--- START OF Supplied material ---
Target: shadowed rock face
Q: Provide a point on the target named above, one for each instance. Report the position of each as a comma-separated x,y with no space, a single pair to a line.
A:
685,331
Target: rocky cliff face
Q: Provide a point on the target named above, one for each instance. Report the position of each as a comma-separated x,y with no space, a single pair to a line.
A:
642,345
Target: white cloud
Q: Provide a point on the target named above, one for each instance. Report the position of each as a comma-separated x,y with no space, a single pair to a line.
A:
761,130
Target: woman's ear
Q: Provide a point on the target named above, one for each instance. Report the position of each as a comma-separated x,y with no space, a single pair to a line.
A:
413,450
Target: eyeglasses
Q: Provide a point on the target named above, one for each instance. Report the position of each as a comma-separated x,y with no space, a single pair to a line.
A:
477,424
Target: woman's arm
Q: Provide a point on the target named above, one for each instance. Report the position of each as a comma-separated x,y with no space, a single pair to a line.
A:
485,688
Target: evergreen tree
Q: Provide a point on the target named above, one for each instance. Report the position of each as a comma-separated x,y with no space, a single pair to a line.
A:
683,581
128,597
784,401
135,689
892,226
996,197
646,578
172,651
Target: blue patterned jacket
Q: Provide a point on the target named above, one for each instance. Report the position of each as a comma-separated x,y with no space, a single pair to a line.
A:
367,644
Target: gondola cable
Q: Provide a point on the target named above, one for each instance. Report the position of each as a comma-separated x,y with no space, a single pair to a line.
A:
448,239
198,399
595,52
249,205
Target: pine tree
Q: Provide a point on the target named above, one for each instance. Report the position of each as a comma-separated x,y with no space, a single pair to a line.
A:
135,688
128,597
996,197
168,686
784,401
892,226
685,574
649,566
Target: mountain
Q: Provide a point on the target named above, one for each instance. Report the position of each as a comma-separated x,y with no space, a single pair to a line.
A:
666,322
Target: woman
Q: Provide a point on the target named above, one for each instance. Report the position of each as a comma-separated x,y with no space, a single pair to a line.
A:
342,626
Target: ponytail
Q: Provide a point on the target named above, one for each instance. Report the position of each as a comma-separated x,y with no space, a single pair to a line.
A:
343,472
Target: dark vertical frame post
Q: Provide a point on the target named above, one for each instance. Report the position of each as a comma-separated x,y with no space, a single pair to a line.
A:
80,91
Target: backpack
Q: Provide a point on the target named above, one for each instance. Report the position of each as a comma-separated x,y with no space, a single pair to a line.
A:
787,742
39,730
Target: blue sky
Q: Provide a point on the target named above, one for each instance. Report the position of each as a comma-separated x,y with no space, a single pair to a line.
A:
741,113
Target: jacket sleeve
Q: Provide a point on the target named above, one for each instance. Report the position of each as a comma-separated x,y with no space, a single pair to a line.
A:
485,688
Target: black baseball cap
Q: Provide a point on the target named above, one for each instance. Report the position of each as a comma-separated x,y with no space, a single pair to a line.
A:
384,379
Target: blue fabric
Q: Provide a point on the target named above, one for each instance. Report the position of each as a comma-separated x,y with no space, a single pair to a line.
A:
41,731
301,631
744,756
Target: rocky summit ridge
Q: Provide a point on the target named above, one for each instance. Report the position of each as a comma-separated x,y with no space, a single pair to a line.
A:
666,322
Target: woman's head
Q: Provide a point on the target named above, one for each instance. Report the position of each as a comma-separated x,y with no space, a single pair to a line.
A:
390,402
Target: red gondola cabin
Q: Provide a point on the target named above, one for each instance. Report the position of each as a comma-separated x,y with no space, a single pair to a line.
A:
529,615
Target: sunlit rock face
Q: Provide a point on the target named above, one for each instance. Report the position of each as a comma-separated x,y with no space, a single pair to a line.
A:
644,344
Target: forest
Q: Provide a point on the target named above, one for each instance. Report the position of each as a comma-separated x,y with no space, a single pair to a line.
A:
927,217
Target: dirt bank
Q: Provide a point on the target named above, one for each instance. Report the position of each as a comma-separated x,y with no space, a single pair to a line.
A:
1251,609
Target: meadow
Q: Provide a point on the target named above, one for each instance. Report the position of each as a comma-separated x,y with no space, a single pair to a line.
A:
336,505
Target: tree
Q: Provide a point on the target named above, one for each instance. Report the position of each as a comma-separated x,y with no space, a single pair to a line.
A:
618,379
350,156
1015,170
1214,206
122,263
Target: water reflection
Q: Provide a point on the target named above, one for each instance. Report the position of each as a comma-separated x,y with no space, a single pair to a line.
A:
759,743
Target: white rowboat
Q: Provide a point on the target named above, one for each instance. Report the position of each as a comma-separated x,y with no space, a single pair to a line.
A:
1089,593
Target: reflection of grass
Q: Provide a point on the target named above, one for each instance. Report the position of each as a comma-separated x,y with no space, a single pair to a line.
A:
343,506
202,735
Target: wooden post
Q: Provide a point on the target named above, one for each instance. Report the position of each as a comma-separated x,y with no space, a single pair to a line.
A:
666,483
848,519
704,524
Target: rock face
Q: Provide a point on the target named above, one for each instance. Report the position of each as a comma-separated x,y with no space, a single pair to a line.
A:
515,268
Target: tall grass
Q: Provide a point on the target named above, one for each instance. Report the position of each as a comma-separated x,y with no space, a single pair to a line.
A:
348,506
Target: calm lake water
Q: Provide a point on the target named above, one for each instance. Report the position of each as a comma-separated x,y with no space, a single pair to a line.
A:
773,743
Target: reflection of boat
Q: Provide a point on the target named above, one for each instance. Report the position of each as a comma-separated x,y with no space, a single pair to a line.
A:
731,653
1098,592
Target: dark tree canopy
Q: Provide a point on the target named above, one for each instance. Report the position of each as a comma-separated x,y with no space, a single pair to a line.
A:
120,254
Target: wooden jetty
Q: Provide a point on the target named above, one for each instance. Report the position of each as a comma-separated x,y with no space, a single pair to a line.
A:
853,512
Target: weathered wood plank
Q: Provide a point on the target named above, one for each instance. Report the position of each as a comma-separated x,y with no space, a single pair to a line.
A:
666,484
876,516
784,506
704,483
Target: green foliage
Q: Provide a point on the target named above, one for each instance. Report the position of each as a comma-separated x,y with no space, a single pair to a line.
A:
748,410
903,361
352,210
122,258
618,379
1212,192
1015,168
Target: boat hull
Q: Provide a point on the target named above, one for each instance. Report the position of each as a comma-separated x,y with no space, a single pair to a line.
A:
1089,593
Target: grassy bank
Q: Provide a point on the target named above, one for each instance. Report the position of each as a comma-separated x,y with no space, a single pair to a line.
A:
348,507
--- END OF Supplied material ---
*Aim*
Can you give all of the lines above as a JSON list of strings, with one string per line and any blank lines left out?

*Response*
[
  "Target: shadowed rock face",
  "Q: Provide a point on the target named above, one for each instance. Report the position of each as a comma-separated x,y with no space, a single pair to a line.",
  "A:",
  "685,331",
  "Target: rocky cliff face",
  "Q: Provide a point on the target named above, one for each instance. Report the position of each as a comma-separated x,y with no space, a single pair to a line.",
  "A:",
  "642,345",
  "Target: white cloud",
  "Q: Provide a point on the target named above, one for each instance. Report the position of each as a comma-separated x,y with no space, a single pair to a line.",
  "A:",
  "761,130",
  "Target: woman's ear",
  "Q: Provide a point on the target named above, one for each instance. Report the position of each as a comma-separated x,y with no space, a single pair to a line.",
  "A:",
  "413,450",
  "Target: eyeglasses",
  "Q: Provide a point on the target named above, one for each instance. Report the position of each as a comma-separated x,y with no space, a single pair to a line.",
  "A:",
  "477,424",
  "Target: woman's arm",
  "Q: Provide a point on the target named above, one for each instance. Report the position of each as a comma-separated x,y with no space, a single pair to a line.",
  "A:",
  "485,688",
  "Target: evergreen tree",
  "Q: Provide a point on the target named above, one for each instance. Report the position of each as a comma-separated x,y with no space, a single pair to a line.",
  "A:",
  "683,581",
  "128,597",
  "784,401",
  "135,689",
  "892,226",
  "996,197",
  "646,578",
  "172,651",
  "Target: blue patterned jacket",
  "Q: Provide a point on the target named above, one for each instance. Report the position of each as a comma-separated x,y with no space, a single pair to a line.",
  "A:",
  "367,644",
  "Target: gondola cable",
  "Q: Provide a point on the target named above, one for each instance. Report the position of each as a comma-separated x,y with no space, a single pair to a line.",
  "A:",
  "448,239",
  "198,399",
  "595,52",
  "249,205",
  "Target: pine tree",
  "Q: Provide a point on the target named above, one for each instance. Report the position of each as a comma-separated x,y with no space, a single pair to a line.",
  "A:",
  "135,688",
  "128,597",
  "996,197",
  "168,686",
  "784,401",
  "892,226",
  "685,574",
  "649,566",
  "Target: mountain",
  "Q: Provide a point on the target named above, one for each instance. Report the position of each as a comma-separated x,y with no space, a single pair to a line.",
  "A:",
  "666,322",
  "Target: woman",
  "Q: Provide a point on the target named above, one for each instance. Report the position of each as a comma-separated x,y with no space, a single pair to a line.",
  "A:",
  "342,626",
  "Target: ponytail",
  "Q: Provide a point on the target named above, one for each instance. Report the position of each as a comma-separated x,y with no space, a single pair to a line.",
  "A:",
  "343,472",
  "Target: dark vertical frame post",
  "Q: Provide a point on the target named above, one for each instance. Report the position of each as a comma-separated x,y with no space, a single pair to a line.",
  "A:",
  "80,91",
  "Target: backpack",
  "Q: Provide a point on the target named above, one for each instance. Report the position of each as a comma-separated x,y with no space, a single pair to a line.",
  "A:",
  "787,742",
  "39,730",
  "Target: blue sky",
  "Q: Provide a point on the target named above, one for each instance. Report the position of each as a comma-separated x,y with no space, a single pair to a line.",
  "A:",
  "741,113",
  "Target: jacket sleeve",
  "Q: Provide a point on the target named above, one for each instance. Report the position of each as a comma-separated x,y with no space, a single pair to a line.",
  "A:",
  "485,688",
  "Target: black baseball cap",
  "Q: Provide a point on the target named above, one for each instance. Report the position of each as a comma-separated x,y with no space, a single pair to a line.",
  "A:",
  "384,379",
  "Target: blue fabric",
  "Q: Provide a point on the target named above, one for each instance. Report the position of each as a comma-separated x,y with no space, a single pair to a line.",
  "A:",
  "41,731",
  "301,631",
  "744,756",
  "Target: rocky summit ridge",
  "Q: Provide a point on the target named above, one for each instance. Report the position of each as a comma-separated x,y with no space, a single pair to a line.",
  "A:",
  "666,322",
  "Target: woman's head",
  "Q: Provide a point on the target named above, one for each instance. Report the position of each as a comma-separated x,y with no space, a single pair to a line.",
  "A:",
  "390,402",
  "Target: red gondola cabin",
  "Q: Provide a point on the target named above, one for each instance. Report the position of each as a comma-separated x,y with no space, a single pair to a line.",
  "A:",
  "529,615",
  "Target: sunlit rock face",
  "Q: Provide a point on the target named above, one for each instance. Report the position of each as a comma-separated x,y with no space, a single pair to a line.",
  "A:",
  "644,344",
  "Target: forest",
  "Q: Provide a point on the target named above, one for each instance. Report the position of each as a comma-separated x,y with no space, a single pair to a line.",
  "A:",
  "927,217",
  "Target: dirt bank",
  "Q: Provide a point on the target named above, one for each instance. Report the position of each as a comma-separated x,y with no space, a single pair to a line.",
  "A:",
  "1251,609",
  "Target: meadow",
  "Q: Provide a point on the target named above, one for each instance. Report the position of each as a comma-separated x,y with no space, a single pair to a line.",
  "A:",
  "336,505",
  "Target: tree",
  "Q: Provide a point on the target named above, one for each instance. Report the position of each as a comma-separated x,y with no space, a single pair to a line.",
  "A:",
  "618,379",
  "350,156",
  "1015,170",
  "1214,206",
  "122,263",
  "Target: water reflection",
  "Q: Provide a point on the target named above, one for each instance. Report the position of each as a comma-separated x,y with no space, a single pair to a line.",
  "A:",
  "759,743",
  "Target: white rowboat",
  "Q: Provide a point on the target named above, one for each instance. Report the position of each as a comma-separated x,y with no space, a single pair to a line.",
  "A:",
  "1089,593",
  "Target: reflection of grass",
  "Q: Provide a point on the target named above, one for each instance. Report the position of each as a comma-separated x,y with no space, a single pair to a line.",
  "A:",
  "343,506",
  "202,735",
  "Target: wooden post",
  "Q: Provide a point on the target named above, one for each instance. Report the position of each as a comma-separated x,y with no space, a single pair to a line.",
  "A:",
  "666,483",
  "848,519",
  "704,524",
  "Target: rock face",
  "Q: Provide a point on the target named above, one for each instance. Report the position of each as a comma-separated x,y with no space, a single pair to a line.",
  "A:",
  "515,268",
  "Target: tall grass",
  "Q: Provide a point on the target named above, one for each instance. Report the position of each as a comma-separated x,y with no space, a single pair to a line.",
  "A:",
  "348,506",
  "Target: calm lake water",
  "Q: Provide a point on the target named above, one for each instance. Report the position of each as a comma-separated x,y with no space, a single pair to a line.",
  "A:",
  "773,743",
  "Target: reflection of boat",
  "Q: Provide a point on the target named above, one for each instance. Report the position of each as a comma-separated x,y with no space, a single pair to a line.",
  "A:",
  "731,653",
  "1098,592",
  "Target: dark tree canopy",
  "Q: Provide a point on the target named above, one for each instance. Report the position of each as a comma-separated x,y with no space, a single pair to a line.",
  "A:",
  "120,254",
  "Target: wooden jetty",
  "Q: Provide a point on the target named above, one for each instance. Report the position of each as a comma-separated x,y with no space, a single pair to a line.",
  "A:",
  "853,512",
  "Target: weathered wood plank",
  "Q: Provide a point on the target named above, one for each instance. Report the position of each as a comma-separated x,y with no space, a single pair to a line.",
  "A:",
  "666,484",
  "876,516",
  "784,506",
  "704,483",
  "Target: green foliage",
  "Q: Provide a point on the target named above, one for each instance. Report the position of each as a comma-separated x,y with no space, a single pair to a line.",
  "A:",
  "748,410",
  "903,361",
  "352,210",
  "122,258",
  "618,379",
  "1212,192",
  "1015,168",
  "Target: boat hull",
  "Q: Provide a point on the target named above, one for each instance. Report the position of each as a comma-separated x,y with no space, a single pair to a line.",
  "A:",
  "1089,593",
  "Target: grassy bank",
  "Q: Provide a point on the target named above, one for each instance. Report the position of each as a comma-separated x,y with no space, a single pair to a line.",
  "A:",
  "348,507"
]